[WORK REQUEST] Reproduce exactly the span of lines that opens with the line containing "Each instance of the mudflat" and closes with the last line of the entries below.

====== DATA TO PROCESS

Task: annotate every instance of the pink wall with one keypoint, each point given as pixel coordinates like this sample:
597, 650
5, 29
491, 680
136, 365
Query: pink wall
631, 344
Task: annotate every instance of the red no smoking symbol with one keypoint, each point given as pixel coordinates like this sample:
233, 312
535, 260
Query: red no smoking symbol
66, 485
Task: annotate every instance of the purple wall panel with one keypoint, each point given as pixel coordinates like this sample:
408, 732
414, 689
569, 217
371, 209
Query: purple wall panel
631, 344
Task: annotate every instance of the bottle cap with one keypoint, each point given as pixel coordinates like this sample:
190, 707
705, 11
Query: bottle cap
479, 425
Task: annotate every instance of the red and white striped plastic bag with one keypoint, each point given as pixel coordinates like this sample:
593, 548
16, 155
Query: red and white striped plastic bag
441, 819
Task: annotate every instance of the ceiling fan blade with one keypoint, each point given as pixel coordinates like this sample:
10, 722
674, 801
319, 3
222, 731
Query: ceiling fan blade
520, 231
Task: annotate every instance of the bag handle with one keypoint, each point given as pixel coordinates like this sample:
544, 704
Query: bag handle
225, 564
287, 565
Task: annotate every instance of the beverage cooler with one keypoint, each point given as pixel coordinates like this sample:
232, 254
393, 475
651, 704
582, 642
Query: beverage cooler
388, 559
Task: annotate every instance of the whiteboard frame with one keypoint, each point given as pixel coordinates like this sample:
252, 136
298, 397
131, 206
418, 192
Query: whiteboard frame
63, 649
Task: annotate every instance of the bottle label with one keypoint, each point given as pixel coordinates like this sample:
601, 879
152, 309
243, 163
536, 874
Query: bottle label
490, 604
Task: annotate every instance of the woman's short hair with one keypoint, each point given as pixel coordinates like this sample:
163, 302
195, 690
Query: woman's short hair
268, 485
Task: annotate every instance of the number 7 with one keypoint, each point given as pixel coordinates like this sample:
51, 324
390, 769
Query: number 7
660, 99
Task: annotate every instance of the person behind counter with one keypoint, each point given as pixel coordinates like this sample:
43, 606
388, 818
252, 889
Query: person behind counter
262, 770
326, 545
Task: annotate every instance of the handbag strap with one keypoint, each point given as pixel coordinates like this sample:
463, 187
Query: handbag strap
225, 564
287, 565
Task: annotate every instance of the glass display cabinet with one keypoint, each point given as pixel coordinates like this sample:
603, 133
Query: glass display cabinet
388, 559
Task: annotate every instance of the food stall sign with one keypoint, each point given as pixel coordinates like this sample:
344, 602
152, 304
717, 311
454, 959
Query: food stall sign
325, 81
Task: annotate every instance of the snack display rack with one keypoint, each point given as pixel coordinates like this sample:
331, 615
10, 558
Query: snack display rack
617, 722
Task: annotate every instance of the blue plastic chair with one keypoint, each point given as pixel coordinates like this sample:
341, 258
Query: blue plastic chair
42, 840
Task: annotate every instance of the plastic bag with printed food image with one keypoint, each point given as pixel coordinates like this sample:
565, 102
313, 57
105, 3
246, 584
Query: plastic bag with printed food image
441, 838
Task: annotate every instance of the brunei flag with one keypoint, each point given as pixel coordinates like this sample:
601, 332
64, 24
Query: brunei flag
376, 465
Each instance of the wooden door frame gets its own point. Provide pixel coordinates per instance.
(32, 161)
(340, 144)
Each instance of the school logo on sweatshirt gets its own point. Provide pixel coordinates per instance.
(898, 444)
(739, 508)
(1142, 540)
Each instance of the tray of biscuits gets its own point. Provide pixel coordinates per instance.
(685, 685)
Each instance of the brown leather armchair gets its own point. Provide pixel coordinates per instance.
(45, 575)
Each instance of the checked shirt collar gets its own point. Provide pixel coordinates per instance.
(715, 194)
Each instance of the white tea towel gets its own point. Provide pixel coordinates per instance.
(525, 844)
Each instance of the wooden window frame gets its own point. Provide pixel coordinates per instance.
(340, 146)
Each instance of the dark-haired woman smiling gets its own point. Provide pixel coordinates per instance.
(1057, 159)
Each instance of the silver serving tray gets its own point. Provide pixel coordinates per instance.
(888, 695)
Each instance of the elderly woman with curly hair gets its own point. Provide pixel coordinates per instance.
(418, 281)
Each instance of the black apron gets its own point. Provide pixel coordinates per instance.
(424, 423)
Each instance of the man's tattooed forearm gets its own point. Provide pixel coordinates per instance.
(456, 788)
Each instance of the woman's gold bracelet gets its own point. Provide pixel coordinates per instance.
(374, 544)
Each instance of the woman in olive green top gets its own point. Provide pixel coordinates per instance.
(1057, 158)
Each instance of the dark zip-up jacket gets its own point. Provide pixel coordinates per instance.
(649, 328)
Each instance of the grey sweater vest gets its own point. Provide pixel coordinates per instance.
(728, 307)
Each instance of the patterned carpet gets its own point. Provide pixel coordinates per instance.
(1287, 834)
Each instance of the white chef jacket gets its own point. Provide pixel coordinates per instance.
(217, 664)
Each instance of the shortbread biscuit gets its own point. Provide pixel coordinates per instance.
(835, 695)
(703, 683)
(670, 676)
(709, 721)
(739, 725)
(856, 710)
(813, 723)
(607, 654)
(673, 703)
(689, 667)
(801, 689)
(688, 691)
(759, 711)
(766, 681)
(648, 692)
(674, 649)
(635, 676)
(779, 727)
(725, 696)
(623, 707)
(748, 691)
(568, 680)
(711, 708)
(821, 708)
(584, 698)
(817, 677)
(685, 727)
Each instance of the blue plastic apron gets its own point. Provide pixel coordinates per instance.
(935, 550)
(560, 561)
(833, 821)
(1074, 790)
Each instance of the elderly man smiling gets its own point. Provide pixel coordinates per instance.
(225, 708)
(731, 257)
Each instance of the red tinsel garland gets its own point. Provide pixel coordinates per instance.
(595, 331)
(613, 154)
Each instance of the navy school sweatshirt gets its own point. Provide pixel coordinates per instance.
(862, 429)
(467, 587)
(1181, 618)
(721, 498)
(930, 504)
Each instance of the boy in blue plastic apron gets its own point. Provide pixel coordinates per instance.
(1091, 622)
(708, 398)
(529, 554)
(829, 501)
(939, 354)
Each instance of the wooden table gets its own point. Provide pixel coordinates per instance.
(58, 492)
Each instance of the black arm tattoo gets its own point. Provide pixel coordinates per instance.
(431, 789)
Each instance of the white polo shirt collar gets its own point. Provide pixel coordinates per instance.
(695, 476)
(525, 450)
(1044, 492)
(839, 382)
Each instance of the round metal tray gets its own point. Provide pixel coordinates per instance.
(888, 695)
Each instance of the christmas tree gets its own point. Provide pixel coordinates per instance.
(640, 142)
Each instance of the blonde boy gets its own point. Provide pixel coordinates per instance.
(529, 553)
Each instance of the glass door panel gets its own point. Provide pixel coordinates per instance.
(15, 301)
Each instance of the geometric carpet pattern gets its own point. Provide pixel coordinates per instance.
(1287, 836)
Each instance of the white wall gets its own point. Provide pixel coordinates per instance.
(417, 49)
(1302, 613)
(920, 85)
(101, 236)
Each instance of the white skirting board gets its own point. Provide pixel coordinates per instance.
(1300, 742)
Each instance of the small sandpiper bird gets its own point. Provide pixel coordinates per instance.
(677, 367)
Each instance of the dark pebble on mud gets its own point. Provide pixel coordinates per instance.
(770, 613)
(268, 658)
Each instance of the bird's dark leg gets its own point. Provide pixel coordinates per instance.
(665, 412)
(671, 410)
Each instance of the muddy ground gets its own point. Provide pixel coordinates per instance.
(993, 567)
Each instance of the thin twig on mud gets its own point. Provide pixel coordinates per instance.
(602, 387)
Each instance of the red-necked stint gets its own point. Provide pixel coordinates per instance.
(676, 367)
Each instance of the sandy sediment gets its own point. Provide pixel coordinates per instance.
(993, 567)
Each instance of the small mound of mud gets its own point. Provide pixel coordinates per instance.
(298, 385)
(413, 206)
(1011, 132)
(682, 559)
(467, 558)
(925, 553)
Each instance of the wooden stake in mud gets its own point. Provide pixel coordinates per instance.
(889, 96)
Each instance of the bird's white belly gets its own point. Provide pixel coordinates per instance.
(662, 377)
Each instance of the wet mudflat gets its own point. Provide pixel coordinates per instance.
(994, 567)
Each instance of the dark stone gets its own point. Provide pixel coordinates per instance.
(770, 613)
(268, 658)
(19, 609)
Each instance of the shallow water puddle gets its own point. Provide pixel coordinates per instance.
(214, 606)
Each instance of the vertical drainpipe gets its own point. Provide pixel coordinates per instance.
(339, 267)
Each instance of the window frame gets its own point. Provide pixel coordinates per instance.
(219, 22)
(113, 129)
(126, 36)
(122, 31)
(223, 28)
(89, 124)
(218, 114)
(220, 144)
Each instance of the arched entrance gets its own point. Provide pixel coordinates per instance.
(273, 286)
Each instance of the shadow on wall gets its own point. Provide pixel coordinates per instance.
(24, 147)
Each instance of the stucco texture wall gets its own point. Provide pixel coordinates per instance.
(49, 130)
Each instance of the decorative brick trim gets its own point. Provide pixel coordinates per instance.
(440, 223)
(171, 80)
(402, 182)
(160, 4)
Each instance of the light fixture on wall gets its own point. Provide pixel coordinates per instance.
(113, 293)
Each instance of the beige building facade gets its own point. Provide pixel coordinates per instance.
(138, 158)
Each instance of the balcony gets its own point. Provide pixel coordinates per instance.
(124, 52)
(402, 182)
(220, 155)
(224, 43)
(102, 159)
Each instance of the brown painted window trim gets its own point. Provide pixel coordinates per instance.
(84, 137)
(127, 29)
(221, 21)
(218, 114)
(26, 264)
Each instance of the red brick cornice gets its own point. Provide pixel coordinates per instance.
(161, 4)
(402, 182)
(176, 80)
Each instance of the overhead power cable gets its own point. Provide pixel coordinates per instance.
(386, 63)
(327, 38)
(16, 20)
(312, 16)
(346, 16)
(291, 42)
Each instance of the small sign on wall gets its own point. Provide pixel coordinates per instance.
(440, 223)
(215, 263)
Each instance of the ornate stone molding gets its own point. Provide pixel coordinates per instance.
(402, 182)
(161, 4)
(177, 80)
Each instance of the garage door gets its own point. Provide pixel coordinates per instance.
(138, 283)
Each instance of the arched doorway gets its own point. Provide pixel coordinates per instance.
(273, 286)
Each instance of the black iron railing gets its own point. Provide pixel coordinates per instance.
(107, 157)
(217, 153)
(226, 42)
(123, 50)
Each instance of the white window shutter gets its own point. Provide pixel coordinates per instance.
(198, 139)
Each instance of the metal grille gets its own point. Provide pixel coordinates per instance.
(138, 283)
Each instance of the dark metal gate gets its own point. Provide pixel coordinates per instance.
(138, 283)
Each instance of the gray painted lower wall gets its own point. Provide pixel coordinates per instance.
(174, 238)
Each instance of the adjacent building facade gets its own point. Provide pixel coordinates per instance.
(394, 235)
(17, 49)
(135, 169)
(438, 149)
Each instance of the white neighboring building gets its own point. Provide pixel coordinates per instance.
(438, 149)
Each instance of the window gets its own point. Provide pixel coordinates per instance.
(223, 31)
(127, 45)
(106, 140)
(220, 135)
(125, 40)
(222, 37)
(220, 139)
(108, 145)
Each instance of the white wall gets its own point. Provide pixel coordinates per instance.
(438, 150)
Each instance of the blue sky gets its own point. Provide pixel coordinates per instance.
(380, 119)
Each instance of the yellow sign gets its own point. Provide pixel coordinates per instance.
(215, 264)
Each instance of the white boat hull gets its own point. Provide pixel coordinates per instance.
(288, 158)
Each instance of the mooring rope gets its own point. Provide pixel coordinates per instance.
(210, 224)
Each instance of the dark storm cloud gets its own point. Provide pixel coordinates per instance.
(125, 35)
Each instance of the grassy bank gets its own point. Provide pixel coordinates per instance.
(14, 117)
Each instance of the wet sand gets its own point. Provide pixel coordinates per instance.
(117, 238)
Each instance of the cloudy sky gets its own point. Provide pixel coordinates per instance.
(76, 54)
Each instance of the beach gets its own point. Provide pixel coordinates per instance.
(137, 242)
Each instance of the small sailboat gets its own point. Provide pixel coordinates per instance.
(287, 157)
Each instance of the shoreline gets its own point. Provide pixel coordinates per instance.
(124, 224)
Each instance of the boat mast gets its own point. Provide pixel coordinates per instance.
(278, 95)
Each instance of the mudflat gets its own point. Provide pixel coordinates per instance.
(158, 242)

============

[SOLUTION TO THIS EXERCISE]
Each instance of the mudflat gets its own point. Provide pixel coordinates per instance.
(158, 242)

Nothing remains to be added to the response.